PROBLEM STATEMENT - Arrange the data below as a two-column CSV with the header row text,answer. Give each item its own row, with its text in the first field and its answer in the second, both enclosed in double quotes and with line breaks replaced by spaces.

SOURCE MATERIAL -

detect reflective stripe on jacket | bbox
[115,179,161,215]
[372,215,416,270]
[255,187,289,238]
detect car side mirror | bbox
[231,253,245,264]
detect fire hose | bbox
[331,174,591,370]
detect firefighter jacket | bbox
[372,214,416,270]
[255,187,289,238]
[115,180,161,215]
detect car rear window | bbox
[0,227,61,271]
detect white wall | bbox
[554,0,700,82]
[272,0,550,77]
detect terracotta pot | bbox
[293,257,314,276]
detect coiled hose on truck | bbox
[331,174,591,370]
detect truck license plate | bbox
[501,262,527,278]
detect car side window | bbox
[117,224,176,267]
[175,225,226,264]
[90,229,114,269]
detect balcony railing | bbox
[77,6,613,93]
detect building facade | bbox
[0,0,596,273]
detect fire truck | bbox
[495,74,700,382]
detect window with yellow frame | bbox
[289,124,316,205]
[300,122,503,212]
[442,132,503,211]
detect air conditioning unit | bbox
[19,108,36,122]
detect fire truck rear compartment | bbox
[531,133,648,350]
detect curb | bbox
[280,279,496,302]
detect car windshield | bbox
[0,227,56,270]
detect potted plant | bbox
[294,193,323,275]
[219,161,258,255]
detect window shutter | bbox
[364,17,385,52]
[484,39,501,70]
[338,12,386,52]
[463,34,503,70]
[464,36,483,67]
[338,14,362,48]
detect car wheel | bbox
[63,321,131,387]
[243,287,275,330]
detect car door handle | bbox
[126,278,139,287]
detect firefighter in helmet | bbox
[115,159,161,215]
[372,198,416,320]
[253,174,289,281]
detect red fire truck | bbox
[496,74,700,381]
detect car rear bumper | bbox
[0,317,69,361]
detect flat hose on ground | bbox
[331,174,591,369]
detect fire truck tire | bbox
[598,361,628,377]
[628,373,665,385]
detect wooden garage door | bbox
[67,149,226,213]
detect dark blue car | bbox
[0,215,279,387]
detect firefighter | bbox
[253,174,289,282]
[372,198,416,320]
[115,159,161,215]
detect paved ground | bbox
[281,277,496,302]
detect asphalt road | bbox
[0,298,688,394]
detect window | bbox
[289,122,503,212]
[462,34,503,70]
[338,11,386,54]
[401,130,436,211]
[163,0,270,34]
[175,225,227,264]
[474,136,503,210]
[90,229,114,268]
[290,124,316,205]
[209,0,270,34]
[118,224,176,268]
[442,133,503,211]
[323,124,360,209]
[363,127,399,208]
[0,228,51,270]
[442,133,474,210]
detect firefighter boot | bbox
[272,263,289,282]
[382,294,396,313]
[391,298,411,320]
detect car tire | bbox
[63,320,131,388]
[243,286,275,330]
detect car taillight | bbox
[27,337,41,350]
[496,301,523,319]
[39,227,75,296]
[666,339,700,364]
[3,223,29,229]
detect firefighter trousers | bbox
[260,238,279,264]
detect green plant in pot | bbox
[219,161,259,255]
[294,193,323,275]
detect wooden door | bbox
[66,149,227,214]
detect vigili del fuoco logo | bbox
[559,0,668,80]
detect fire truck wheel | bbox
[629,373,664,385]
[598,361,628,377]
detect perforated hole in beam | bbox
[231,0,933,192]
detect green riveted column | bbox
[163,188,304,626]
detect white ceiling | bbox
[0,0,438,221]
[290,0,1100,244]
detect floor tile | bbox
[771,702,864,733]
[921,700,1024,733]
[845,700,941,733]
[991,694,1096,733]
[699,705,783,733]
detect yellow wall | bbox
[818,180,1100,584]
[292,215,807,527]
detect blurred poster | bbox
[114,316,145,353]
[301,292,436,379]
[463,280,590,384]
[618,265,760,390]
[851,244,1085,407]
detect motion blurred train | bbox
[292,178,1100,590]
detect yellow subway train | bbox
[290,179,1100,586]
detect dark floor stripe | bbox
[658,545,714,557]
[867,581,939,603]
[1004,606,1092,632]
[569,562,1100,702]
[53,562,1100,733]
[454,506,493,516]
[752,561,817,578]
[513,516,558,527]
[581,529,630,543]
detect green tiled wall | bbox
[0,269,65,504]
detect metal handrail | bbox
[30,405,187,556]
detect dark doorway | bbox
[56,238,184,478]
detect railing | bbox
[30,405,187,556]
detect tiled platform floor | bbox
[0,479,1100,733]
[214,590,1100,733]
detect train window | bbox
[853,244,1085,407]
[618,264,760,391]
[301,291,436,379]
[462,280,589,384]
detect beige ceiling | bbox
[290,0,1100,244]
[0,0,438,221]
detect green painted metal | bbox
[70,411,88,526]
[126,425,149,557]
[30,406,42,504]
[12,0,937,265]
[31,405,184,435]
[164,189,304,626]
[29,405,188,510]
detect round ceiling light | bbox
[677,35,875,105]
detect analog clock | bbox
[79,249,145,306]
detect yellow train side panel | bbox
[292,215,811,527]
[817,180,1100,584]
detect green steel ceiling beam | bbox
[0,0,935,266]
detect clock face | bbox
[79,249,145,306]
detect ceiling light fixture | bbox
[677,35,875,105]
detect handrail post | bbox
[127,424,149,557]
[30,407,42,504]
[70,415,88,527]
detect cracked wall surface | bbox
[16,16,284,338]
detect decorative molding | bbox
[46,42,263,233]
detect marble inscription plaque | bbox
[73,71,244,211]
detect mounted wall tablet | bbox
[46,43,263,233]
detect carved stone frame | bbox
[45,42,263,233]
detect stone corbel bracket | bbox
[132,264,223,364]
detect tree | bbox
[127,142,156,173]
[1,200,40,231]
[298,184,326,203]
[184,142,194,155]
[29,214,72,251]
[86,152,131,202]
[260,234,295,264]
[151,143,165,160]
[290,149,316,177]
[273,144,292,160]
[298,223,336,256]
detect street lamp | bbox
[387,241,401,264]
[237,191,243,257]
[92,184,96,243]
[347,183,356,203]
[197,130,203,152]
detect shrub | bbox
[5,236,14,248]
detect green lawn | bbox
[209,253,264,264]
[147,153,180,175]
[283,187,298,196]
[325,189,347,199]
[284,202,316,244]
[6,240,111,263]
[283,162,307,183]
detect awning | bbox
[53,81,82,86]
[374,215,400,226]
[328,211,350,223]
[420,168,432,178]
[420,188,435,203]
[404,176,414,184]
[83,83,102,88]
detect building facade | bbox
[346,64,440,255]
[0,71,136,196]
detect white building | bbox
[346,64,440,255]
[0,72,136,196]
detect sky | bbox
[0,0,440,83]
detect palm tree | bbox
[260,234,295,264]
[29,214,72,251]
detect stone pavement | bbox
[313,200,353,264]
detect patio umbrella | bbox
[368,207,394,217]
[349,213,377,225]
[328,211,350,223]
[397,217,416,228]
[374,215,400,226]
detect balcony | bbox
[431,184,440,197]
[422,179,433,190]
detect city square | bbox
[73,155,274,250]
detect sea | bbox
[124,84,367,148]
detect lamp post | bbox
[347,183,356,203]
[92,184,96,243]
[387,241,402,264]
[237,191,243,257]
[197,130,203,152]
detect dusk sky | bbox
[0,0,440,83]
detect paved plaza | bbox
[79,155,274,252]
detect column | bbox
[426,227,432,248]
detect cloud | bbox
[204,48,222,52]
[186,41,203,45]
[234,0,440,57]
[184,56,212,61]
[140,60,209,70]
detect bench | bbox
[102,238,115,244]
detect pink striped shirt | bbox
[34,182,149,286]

THE REPLY -
text,answer
"detect reflective stripe on jacket | bbox","[115,179,161,215] [372,215,416,270] [255,187,289,238]"
"detect car side mirror | bbox","[231,253,245,264]"
"detect fire hose | bbox","[331,174,591,370]"
"detect firefighter jacket | bbox","[372,214,416,270] [255,187,289,238] [115,180,161,215]"
"detect car rear window | bbox","[0,227,61,271]"
"detect white wall | bbox","[554,0,700,82] [272,0,550,77]"
"detect terracotta pot | bbox","[293,257,314,276]"
"detect coiled hose on truck | bbox","[331,174,591,370]"
"detect truck license plate | bbox","[501,262,527,278]"
"detect car side window | bbox","[117,224,176,267] [175,225,226,264] [90,229,114,269]"
"detect balcony railing | bbox","[77,6,613,93]"
"detect building facade | bbox","[0,0,596,273]"
"detect fire truck | bbox","[495,74,700,382]"
"detect window with yellow frame | bbox","[289,124,316,205] [300,122,503,212] [442,132,503,211]"
"detect air conditioning unit | bbox","[19,108,36,122]"
"detect fire truck rear compartment | bbox","[531,133,648,350]"
"detect curb | bbox","[280,279,496,302]"
"detect car windshield | bbox","[0,227,56,270]"
"detect potted plant | bbox","[294,193,323,275] [219,161,258,255]"
"detect window shutter | bbox","[364,17,385,52] [484,39,501,70] [338,12,386,52] [463,34,503,70] [464,36,483,67] [338,14,362,48]"
"detect car wheel | bbox","[63,321,131,387] [243,287,275,330]"
"detect car door handle | bbox","[126,278,139,287]"
"detect firefighter in helmet | bbox","[115,159,161,215] [372,198,416,320] [253,174,289,281]"
"detect red fire truck | bbox","[496,74,700,381]"
"detect car rear bumper | bbox","[0,317,69,361]"
"detect flat hose on ground | bbox","[331,174,591,369]"
"detect fire truck tire | bbox","[598,361,628,377] [628,373,665,385]"
"detect wooden garage door | bbox","[67,149,226,213]"
"detect dark blue car | bbox","[0,215,279,387]"
"detect firefighter | bbox","[253,174,289,282] [372,198,416,320] [115,159,161,215]"
"detect paved ground | bbox","[281,277,496,302]"
"detect asphalt road | bbox","[0,298,688,394]"
"detect window | bbox","[289,122,503,212] [462,34,503,70] [338,11,386,54] [401,130,436,211] [163,0,270,34] [175,225,227,264] [474,136,503,210] [90,229,114,268] [290,124,316,205] [209,0,270,34] [118,224,176,268] [442,133,503,211] [323,124,360,209] [363,127,399,208] [0,228,51,270] [442,133,474,210]"
"detect firefighter boot | bbox","[272,263,289,282] [382,294,396,313] [391,298,411,320]"
"detect car tire | bbox","[63,320,131,388] [243,286,275,330]"
"detect car taillight | bbox","[27,337,41,350] [496,301,523,319] [39,227,75,296] [666,339,700,364] [3,223,29,229]"
"detect firefighter trousers | bbox","[260,238,279,264]"
"detect green plant in pot | bbox","[219,161,259,255] [294,193,323,275]"
"detect wooden door | bbox","[66,149,227,214]"
"detect vigili del fuoco logo | bbox","[559,0,668,80]"
"detect fire truck wheel | bbox","[629,373,664,385] [598,361,628,377]"
"detect perforated hole in beam | bbox","[231,0,933,192]"
"detect green riveted column | bbox","[163,188,304,626]"
"detect white ceiling | bbox","[0,0,438,221] [290,0,1100,244]"
"detect floor tile | bbox","[771,702,864,733] [921,700,1024,733] [845,700,941,733] [991,694,1096,733] [699,705,783,733]"
"detect yellow wall | bbox","[818,180,1100,584] [292,215,807,527]"
"detect blurred poster | bbox","[114,316,145,353] [301,292,436,379] [463,280,590,384] [618,265,760,390] [851,244,1085,407]"
"detect motion blurred train | bbox","[292,178,1100,590]"
"detect yellow subway train | bbox","[290,179,1100,586]"
"detect dark floor stripe | bbox","[658,545,714,557] [867,581,939,603] [1004,606,1092,632] [569,562,1100,702] [53,562,1100,733] [454,506,493,516] [752,561,817,578] [513,516,558,527] [581,529,630,543]"
"detect green tiled wall | bbox","[0,269,65,504]"
"detect metal handrail | bbox","[30,405,187,556]"
"detect dark doorway | bbox","[56,238,184,478]"
"detect railing | bbox","[30,405,187,556]"
"detect tiled platform floor | bbox","[0,479,1100,733] [214,590,1100,733]"
"detect train window | bbox","[853,244,1085,407] [618,264,760,391] [301,291,436,379] [462,280,589,384]"
"detect beige ceiling | bbox","[290,0,1100,244] [0,0,438,221]"
"detect green painted metal | bbox","[70,411,88,526] [126,425,149,557] [30,406,42,504] [12,0,937,265] [31,405,184,435] [164,189,304,626] [29,405,188,510]"
"detect round ceiling light | bbox","[677,35,875,105]"
"detect analog clock | bbox","[79,249,145,306]"
"detect yellow train side panel | bbox","[292,215,811,527] [817,180,1100,584]"
"detect green steel ceiling beam | bbox","[0,0,935,266]"
"detect clock face | bbox","[79,249,145,306]"
"detect ceiling light fixture | bbox","[677,35,875,105]"
"detect handrail post | bbox","[127,424,149,557] [30,407,42,504] [70,415,88,527]"
"detect cracked wall surface | bbox","[16,16,284,338]"
"detect decorative molding | bbox","[46,42,263,233]"
"detect marble inscription plaque | bbox","[73,71,244,211]"
"detect mounted wall tablet | bbox","[46,43,263,233]"
"detect carved stone frame | bbox","[45,42,263,233]"
"detect stone corbel bracket | bbox","[132,264,223,364]"
"detect tree | bbox","[127,142,156,173] [1,200,40,231] [298,184,326,203] [184,142,194,155] [29,214,72,251] [86,152,131,202] [260,234,295,264] [151,143,165,160] [290,149,316,177] [273,144,292,160] [298,223,336,256]"
"detect street lamp | bbox","[387,241,401,264] [237,191,243,257] [92,184,96,243] [347,183,356,203] [197,130,203,152]"
"detect shrub | bbox","[5,236,14,248]"
"detect green lawn | bbox","[209,253,264,264] [147,153,180,175] [283,187,298,196] [325,189,347,199] [284,202,316,244] [6,240,111,263] [283,162,307,183]"
"detect awning | bbox","[53,81,82,86] [374,215,400,226] [328,211,350,223] [420,168,432,178] [420,188,435,203] [404,176,414,184] [83,83,102,88]"
"detect building facade | bbox","[346,64,440,255] [0,71,136,196]"
"detect white building | bbox","[346,64,440,255] [0,72,136,196]"
"detect sky | bbox","[0,0,440,83]"
"detect palm tree | bbox","[260,234,295,264] [29,214,72,251]"
"detect stone pavement | bbox","[313,200,353,264]"
"detect patio umbrella | bbox","[368,207,394,217] [349,213,377,225] [328,211,350,223] [397,217,416,228] [374,215,400,226]"
"detect balcony | bbox","[431,184,440,197] [422,179,433,190]"
"detect city square | bbox","[73,155,274,250]"
"detect sea | bbox","[124,84,367,148]"
"detect lamp post | bbox","[347,183,356,203] [92,184,96,243] [387,241,402,264] [237,191,243,257] [197,130,203,152]"
"detect dusk sky | bbox","[0,0,440,83]"
"detect paved plaza | bbox","[79,155,274,252]"
"detect column | bbox","[426,227,432,248]"
"detect cloud | bbox","[204,48,222,52] [186,41,203,45] [234,0,440,57] [184,56,212,61] [140,60,209,70]"
"detect bench | bbox","[102,238,115,244]"
"detect pink striped shirt | bbox","[34,182,149,286]"